→ **EXCERPTED PASSAGE**
2020-11-22 15:42:12

by Pavel Begunkov

[permalink] [raw]
Subject: [PATCH v2 for-next 0/4] optimise sbitmap deferred clear

sbitmap takes away some cycles for my tag-deficient test, removal of
locking in sbitmap_deferred_clear() gives +~1% throuhput.

[1/4] and [4/4] are simple, it'd be great if someone could double
check for ordering issues for other two patches.

v2: add 3rd (CAS -> atomic and) and 4th patches

Pavel Begunkov (4):
sbitmap: optimise sbitmap_deferred_clear()
sbitmap: remove swap_lock
sbitmap: replace CAS with atomic and
sbitmap: simplify wrap check

include/linux/sbitmap.h | 5 -----
lib/sbitmap.c | 44 +++++++++++++++++------------------------
2 files changed, 18 insertions(+), 31 deletions(-)

→ **INSTRUCTION A**
List each of the rows that contains the word "building", matching case exactly.

→ **RECORDS TO USE**
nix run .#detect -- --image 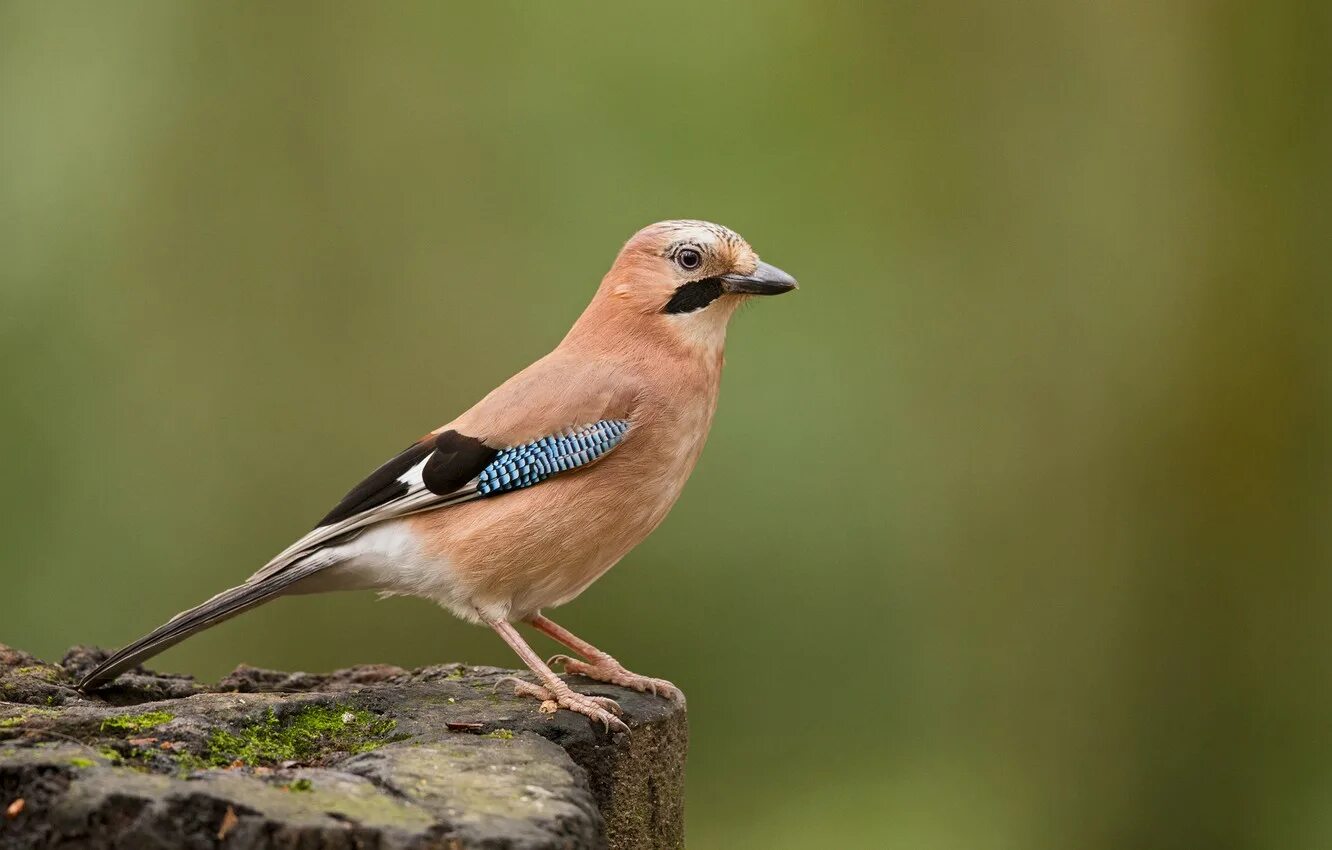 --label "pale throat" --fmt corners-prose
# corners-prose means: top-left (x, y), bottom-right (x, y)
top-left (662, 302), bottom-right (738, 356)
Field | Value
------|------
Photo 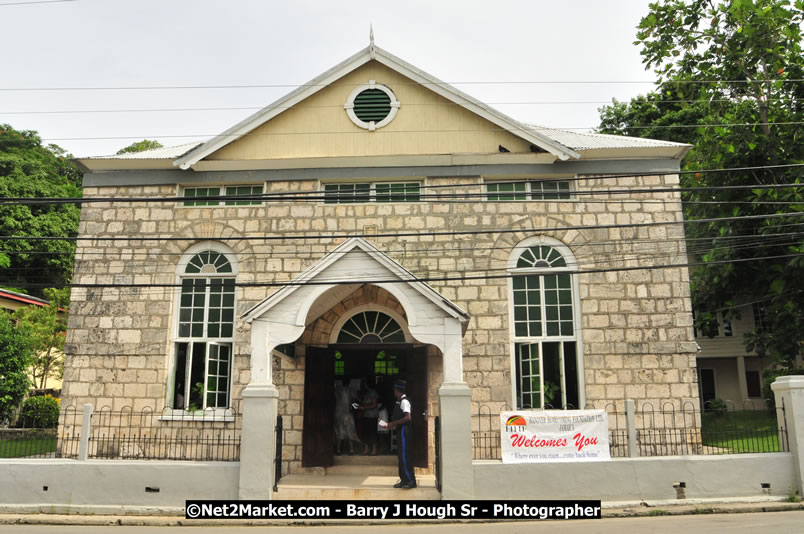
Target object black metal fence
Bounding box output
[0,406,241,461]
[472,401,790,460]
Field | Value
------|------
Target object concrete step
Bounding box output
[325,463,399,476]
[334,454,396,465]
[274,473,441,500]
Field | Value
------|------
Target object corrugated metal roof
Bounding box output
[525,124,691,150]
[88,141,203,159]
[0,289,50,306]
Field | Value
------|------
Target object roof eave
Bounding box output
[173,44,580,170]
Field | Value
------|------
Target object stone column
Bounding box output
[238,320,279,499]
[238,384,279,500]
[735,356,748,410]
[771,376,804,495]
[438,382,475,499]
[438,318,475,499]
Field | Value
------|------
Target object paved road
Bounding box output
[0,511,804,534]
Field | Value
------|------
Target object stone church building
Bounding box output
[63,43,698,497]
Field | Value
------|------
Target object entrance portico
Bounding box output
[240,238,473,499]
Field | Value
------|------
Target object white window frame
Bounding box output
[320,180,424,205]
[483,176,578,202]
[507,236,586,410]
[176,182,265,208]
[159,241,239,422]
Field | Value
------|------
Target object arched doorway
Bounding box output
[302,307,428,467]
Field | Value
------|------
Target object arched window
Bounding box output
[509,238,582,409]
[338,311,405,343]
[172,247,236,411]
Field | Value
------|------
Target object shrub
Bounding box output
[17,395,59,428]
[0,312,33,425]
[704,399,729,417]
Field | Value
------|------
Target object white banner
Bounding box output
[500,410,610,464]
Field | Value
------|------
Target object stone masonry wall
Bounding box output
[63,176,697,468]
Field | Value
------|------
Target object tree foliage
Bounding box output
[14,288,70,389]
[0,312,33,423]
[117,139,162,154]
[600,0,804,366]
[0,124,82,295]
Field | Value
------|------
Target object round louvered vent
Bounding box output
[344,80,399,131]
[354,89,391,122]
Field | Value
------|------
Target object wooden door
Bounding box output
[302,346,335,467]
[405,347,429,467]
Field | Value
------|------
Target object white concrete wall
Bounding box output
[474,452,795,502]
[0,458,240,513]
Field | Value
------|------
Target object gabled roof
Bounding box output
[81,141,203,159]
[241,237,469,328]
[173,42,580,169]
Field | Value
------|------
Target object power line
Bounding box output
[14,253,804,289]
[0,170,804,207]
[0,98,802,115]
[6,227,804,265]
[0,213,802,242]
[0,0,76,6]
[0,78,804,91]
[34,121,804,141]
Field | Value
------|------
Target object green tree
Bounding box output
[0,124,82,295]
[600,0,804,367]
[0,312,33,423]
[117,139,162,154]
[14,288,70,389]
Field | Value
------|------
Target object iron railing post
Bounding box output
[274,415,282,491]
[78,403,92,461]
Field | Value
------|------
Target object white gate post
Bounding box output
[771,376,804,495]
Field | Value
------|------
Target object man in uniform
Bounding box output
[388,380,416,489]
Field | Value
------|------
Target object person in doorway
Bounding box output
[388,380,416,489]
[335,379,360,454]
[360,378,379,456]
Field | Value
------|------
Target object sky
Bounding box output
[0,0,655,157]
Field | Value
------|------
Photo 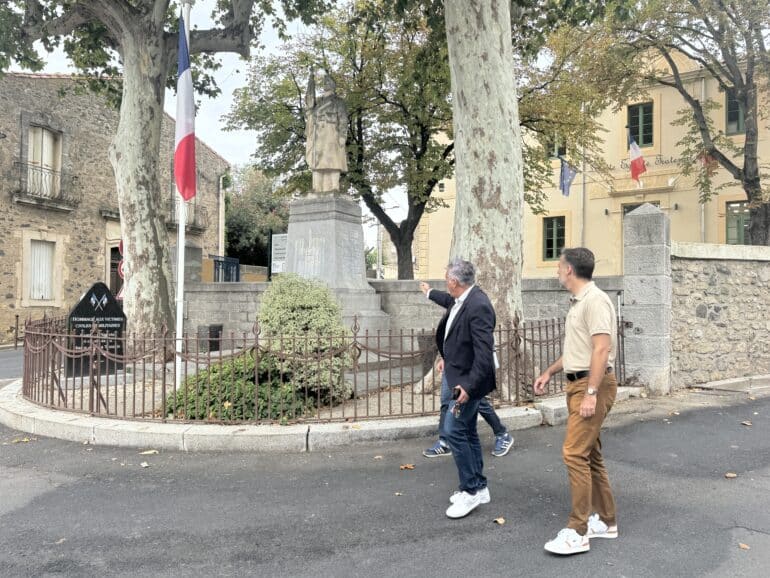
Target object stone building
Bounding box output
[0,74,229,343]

→ **INSTRUCTION B**
According to the sbitmap patch cover letter, what throughput gain comes from removing locking in sbitmap_deferred_clear()?

→ **FULL ANSWER A**
Target object stone church building
Target object stone building

→ **FULL ANSWER B**
About 1% more throughput on the author's tag-deficient test.